REQUEST A
State how many lines of the rows contain the string "green", treating uppercase and lowercase as different. Reply with the number alone.

READING TEXT

Lawmakers can override the vetoes with a two-thirds majority in each chamber when they return to Jefferson City in September.

Here are the bills that will soon become law.

Criminal justice, police

One measure will lift the residency requirement for Kansas City police officers, ban chokeholds and provide local prosecutors some power to overturn wrongful convictions.

The bill was one of the larger bipartisan criminal justice reform packages passed by Missouri lawmakers this year. It makes it a crime for police to have sex with detainees and requires departments to look into officers’ history with other agencies before hiring them.

But it has received mixed reviews from some local elected officials, including Mayor Quinton Lucas, who fought the lifting of the residency requirement. Starting Aug. 28, police will be allowed to move anywhere within 30 miles of the city limits, but not across the state line.

The Kansas City Fraternal Order of Police supported the measure. While opponents said it would weaken police relationships with local neighborhoods, bill sponsor Sen. Tony Luetkemeyer, a Parkville Republican, said he expects it to help the department recruit new officers.

Along with changes to policing is a pathway for local prosecutors to ask a judge to toss out sentences in wrongful conviction cases.

Peters Baker, who has advocated for that piece of the proposed law, says there should be an easier way for prosecutors to seek corrections when people are wrongfully convicted. Such a change, Peters Baker said, could help in the case of Strickland, a Kansas City man who has spent 43 years in prison for a triple murder she says he did not commit.

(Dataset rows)
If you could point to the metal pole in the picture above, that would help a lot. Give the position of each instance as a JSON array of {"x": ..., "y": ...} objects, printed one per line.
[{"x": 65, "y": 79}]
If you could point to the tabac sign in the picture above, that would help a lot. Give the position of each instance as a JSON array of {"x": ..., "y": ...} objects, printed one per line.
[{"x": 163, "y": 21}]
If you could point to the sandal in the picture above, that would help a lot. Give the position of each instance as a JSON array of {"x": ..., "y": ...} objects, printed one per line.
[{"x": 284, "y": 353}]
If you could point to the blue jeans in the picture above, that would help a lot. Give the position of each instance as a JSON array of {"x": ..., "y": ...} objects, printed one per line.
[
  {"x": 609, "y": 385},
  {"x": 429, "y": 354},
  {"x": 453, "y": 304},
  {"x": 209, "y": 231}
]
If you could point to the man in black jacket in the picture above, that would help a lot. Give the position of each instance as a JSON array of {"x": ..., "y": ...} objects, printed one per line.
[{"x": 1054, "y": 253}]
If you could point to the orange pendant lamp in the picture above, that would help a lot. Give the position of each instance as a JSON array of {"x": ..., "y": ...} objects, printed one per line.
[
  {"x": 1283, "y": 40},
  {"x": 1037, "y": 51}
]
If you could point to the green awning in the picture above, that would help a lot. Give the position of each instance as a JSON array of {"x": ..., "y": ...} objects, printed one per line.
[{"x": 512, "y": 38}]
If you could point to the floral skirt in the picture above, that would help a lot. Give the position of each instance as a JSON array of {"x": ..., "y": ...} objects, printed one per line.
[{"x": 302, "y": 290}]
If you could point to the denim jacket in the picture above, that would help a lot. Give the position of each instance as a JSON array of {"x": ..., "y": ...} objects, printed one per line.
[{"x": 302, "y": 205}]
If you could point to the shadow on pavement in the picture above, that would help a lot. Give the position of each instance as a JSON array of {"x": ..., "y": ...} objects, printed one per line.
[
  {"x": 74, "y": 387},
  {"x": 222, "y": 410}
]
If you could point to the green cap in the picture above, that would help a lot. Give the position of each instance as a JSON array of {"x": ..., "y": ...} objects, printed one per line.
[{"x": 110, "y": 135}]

REQUEST B
According to the piece on new Missouri laws, how far from the city limits may Kansas City police officers live starting Aug. 28?

TASK ANSWER A
2

TASK ANSWER B
Anywhere within 30 miles of the city limits, but not across the state line.